* _Stated task_
Can you copy the lines below word for word, starting with the line that contains "the brown basket" and continuing through the last line of the items?

(begin)

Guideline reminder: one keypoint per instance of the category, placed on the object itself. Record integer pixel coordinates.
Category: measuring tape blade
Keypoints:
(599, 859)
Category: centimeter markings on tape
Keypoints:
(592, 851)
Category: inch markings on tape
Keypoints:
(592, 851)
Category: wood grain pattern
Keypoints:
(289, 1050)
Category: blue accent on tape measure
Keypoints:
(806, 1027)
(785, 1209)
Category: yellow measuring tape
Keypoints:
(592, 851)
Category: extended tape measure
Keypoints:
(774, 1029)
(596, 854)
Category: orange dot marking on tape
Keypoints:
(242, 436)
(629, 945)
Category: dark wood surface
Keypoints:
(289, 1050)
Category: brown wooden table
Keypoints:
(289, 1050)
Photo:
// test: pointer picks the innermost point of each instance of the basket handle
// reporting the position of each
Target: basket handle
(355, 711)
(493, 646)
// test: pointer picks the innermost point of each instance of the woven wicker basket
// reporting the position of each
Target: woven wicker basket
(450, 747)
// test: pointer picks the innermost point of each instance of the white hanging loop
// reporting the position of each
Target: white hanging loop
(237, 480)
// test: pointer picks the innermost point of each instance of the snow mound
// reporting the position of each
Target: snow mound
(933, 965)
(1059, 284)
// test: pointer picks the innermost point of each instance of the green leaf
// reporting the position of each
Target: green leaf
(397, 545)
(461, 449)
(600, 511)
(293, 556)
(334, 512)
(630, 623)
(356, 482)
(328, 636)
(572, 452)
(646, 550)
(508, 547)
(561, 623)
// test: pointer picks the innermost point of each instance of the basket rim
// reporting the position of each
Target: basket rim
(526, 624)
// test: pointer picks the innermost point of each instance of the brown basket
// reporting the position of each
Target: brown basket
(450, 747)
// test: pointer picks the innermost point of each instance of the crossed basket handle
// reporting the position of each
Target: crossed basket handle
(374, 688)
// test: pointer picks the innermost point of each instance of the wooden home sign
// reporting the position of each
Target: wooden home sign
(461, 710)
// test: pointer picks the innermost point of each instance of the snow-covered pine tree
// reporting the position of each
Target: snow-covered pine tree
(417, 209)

(end)

* _Expected answer_
// test: pointer picks the innermost point of each instance of the brown basket
// reporting the position of each
Target: brown basket
(450, 747)
// test: pointer picks the innermost point of each instance of the crossed basket handle
// reporting the position of each
Target: crossed basket handle
(374, 688)
// test: pointer picks the innermost point of each instance of the wooden home sign
// reporting the position of each
Target: wooden home sign
(461, 710)
// test: pointer picks the innermost point of each instance of the snow-covered pine tree
// reporting the position of each
Target: snow-covered pine tree
(417, 209)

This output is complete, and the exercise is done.